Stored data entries
--- START ---

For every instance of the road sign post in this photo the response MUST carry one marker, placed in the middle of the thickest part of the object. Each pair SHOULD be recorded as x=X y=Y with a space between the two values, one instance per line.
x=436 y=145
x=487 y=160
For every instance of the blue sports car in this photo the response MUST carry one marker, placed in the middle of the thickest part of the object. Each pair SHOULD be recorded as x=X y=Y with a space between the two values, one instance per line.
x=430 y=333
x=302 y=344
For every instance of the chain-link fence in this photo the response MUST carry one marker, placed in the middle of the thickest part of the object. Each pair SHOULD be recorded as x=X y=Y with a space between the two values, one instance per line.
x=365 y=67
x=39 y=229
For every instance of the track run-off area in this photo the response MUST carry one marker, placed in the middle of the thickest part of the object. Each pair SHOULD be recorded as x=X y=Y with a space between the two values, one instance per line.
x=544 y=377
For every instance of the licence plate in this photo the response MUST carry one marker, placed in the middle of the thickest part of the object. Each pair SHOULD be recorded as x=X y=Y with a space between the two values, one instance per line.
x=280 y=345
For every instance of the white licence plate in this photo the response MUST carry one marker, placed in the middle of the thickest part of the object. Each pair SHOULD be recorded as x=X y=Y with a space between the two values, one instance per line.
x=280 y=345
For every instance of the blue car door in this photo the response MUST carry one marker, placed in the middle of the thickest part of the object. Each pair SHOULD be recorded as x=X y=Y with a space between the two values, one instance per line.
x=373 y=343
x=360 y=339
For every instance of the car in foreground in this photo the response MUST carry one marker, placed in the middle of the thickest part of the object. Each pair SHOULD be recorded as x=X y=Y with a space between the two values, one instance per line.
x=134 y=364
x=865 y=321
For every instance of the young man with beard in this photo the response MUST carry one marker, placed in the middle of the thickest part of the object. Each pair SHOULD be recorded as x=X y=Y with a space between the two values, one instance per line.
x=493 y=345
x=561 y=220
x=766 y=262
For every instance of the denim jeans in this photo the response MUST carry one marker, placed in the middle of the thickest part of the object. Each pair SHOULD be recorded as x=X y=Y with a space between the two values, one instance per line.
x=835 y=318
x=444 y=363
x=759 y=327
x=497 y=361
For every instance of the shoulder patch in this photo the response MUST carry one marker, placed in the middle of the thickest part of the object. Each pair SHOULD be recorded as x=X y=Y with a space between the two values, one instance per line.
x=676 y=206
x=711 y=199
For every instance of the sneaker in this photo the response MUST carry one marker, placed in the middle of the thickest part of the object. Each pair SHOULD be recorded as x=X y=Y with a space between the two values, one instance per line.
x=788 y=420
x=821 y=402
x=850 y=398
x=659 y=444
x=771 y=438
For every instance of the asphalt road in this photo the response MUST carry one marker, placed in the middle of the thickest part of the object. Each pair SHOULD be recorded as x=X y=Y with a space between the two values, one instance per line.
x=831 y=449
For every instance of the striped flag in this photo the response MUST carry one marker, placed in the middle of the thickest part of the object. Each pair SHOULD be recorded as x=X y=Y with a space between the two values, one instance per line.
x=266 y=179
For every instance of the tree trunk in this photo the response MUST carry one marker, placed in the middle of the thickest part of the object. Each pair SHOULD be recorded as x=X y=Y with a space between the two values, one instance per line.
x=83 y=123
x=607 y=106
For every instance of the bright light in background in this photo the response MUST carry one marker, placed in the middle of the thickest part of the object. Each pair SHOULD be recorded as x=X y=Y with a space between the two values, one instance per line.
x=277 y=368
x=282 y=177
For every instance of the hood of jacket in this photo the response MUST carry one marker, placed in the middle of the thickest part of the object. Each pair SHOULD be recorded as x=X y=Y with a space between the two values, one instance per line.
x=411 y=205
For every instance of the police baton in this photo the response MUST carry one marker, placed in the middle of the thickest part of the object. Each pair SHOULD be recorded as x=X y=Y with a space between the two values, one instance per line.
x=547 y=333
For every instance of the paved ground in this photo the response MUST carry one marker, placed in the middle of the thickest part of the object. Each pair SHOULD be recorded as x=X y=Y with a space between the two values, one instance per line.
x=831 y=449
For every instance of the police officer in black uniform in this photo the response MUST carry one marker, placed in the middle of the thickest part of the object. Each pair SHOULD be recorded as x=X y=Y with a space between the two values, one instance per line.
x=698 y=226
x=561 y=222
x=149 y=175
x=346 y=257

--- END ---

◆ What you need to do
When you retype the entries above, keep every line identical to the source.

◆ Result of this task
For every instance of the road sign post in this photo the response MUST carry one marker, placed in the middle of the thickest part of the object. Each pair SHOULD be recorded as x=X y=Y with a space between the two values, one instance per line.
x=436 y=145
x=487 y=160
For every instance of the blue sports car in this photo the response MUST carry one marker, placed in the middle of the thickest part of the object. Each pair SHOULD be recorded as x=X y=Y with a space between the two values, one instance per line.
x=430 y=333
x=302 y=344
For every instance of the chain-link fence in this photo the response MUST carry one marker, placed in the middle of the thickest part of the object. Each pair SHOULD be recorded as x=X y=Y with a space between the two values, one instance per line.
x=365 y=67
x=39 y=229
For every instance of the track run-off area in this photo the response MUST carry one marker, placed in the middle of the thickest part of the object. Each pair SHOULD be recorded as x=X y=Y with a space between the two values, one instance per line.
x=544 y=377
For every instance of the licence plate in this photo the response MUST carry one marker, placed in the middle of the thickest part of the object. Each pair SHOULD be recorded as x=X y=Y with a space between the two values, one instance per line.
x=280 y=345
For every instance of the white licence plate in this photo the response MUST carry one marker, placed in the middle of the thickest part of the object. Each pair SHOULD be recorded as x=X y=Y with a space between the two values, one instance per line.
x=280 y=345
For every instance of the blue car door in this photo the response MUST carry one marker, placed in the middle of the thickest part of the object. Each pair SHOULD be recorded as x=X y=Y with a space between the two values, one instance per line.
x=373 y=343
x=360 y=339
For every instance of the car in foreground in this photo the response MUST carry one marker, placed in the middle of the thickest part of the object. Each pair SHOULD be recorded as x=X y=Y with a space between the two values, one instance per line.
x=134 y=364
x=865 y=321
For every instance of the young man with beard in this photo the response MUST carry one marker, placed in the middle of the thickest part of the object. Each pair SHOULD be recorded as x=X y=Y with a space between the two values, one instance per line.
x=493 y=345
x=561 y=220
x=766 y=262
For every instance of the denim jeans in this photo the response MUST carry one marker, placed in the middle of the thickest part of the object. Each pair SHOULD be recorded as x=X y=Y with a space between the two values, one instance per line.
x=835 y=318
x=444 y=363
x=759 y=327
x=497 y=361
For every instance of the shoulder patch in this photo the response MUST carry one marker, placed in the middle of the thickest part of the object. Each pair SHOULD be recorded as x=X y=Y with a space between the two values, one instance per line.
x=676 y=206
x=711 y=199
For every instance of the sneaker in this photo the response MUST carry one marker, placed in the middle of the thickest part of the object. Each pair SHOULD be recorded as x=X y=Y with a space between the two values, one instance per line.
x=788 y=420
x=821 y=402
x=850 y=398
x=659 y=444
x=771 y=438
For every instance of the asphalt road in this photo the response MUST carry one marker, placed in the middle of the thickest part of the object. Each pair SHOULD be recorded as x=X y=Y with a space between the two values, one instance per line.
x=831 y=449
For every instance of the striped flag in this photo the response MUST carry one marker, placed in the middle of the thickest part of the object. Each pair SHOULD be recorded as x=X y=Y with a space between the two values, one instance per line.
x=266 y=179
For every instance of the tree trunk in this photo the response MUST carry one marker, placed in the middle of the thickest part of the object. Each pair SHOULD be recorded as x=X y=Y with a space between the two values, one instance per line.
x=83 y=123
x=607 y=106
For every instance of the bright light in background in this photo the response MUST carry one marker, placed in the middle of the thickest part of the object. Each pair SHOULD be recorded as x=X y=Y with a space between the two values, one instance per line.
x=277 y=368
x=282 y=177
For every instance of the hood of jacket in this photo the response MUST carry one marker, placed in the middle of the thickest part of the object. Each pair SHOULD be recorded as x=X y=Y with a space between the two values, one instance per line.
x=411 y=205
For every instance of the police baton in this photo the response MUST carry one marker, placed in the middle of the thickest part of the object. Each pair SHOULD be recorded as x=X y=Y with a space between the two values, one instance per line.
x=547 y=333
For every instance of the paved ground in this photo the response MUST carry one marker, placed in the middle of the thickest part of the object. Each pair SHOULD be recorded as x=X y=Y with a space between the two values, one instance per line.
x=831 y=449
For every instance of the police officer in black uniform in this photo the response MUST carry one marker, placed in the middle of the thickest part of the object. Each pair SHOULD be recorded as x=X y=Y with a space between the two values, one instance per line.
x=698 y=226
x=561 y=222
x=149 y=175
x=346 y=257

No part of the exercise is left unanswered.